## What you are asked to do:
All that should come back is the lines of the data below from the one containing "form [(308, 133)]." to the one containing "form [(115, 100)].", inclusive, exactly as they stand.

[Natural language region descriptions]
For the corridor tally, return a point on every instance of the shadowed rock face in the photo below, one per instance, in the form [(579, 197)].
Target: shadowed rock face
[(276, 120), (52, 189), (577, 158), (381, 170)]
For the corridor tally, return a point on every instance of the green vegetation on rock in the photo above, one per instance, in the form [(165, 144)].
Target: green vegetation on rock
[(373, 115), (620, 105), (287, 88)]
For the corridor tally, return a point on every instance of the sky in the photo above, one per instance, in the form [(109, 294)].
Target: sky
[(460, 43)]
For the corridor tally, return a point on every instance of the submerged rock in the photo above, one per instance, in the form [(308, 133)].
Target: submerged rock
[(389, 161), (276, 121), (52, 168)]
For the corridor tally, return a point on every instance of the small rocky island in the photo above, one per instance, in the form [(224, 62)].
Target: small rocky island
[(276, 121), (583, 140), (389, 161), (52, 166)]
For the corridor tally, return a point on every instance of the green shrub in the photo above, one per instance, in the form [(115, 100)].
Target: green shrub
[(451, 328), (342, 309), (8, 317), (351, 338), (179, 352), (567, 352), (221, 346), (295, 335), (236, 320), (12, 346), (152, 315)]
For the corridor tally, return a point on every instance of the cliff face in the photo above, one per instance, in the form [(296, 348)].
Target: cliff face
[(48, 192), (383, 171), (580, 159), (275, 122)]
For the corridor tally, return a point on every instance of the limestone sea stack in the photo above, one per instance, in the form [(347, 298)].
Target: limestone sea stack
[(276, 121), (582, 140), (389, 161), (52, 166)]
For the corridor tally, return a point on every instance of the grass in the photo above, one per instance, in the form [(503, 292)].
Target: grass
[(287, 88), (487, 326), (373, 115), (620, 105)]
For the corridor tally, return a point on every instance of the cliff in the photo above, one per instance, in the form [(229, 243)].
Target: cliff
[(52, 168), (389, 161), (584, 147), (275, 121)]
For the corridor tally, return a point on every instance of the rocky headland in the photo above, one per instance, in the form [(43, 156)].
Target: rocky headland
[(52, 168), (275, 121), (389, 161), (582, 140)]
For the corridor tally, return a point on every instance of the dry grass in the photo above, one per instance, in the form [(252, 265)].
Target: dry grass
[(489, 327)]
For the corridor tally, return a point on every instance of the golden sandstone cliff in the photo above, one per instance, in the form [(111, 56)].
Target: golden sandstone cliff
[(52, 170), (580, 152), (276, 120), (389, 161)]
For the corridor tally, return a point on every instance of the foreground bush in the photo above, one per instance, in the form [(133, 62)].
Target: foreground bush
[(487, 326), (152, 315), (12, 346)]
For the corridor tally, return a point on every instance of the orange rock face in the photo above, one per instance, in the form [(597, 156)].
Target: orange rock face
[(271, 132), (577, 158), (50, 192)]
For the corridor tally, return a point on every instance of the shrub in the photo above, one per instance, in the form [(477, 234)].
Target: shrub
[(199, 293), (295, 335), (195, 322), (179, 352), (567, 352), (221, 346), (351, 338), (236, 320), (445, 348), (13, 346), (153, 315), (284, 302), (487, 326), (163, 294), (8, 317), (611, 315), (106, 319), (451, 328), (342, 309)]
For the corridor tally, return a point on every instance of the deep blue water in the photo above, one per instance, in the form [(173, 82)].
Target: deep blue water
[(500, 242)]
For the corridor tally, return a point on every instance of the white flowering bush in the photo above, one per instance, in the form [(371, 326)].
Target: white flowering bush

## Response below:
For the corridor tally, return a point on every instance of the submerged rock in the photo above, one per instance, in the form [(308, 133)].
Target: submerged rock
[(389, 161), (276, 121), (52, 168)]
For the corridor tally, return a point on every instance of the small rocky island in the photo above, one per instance, in the form [(224, 62)].
Target: small rocky island
[(276, 121), (583, 140), (389, 161), (52, 166)]
For the corridor tally, return a point on every instance of the green shrub in the photo above, one per instance, in the form [(115, 100)].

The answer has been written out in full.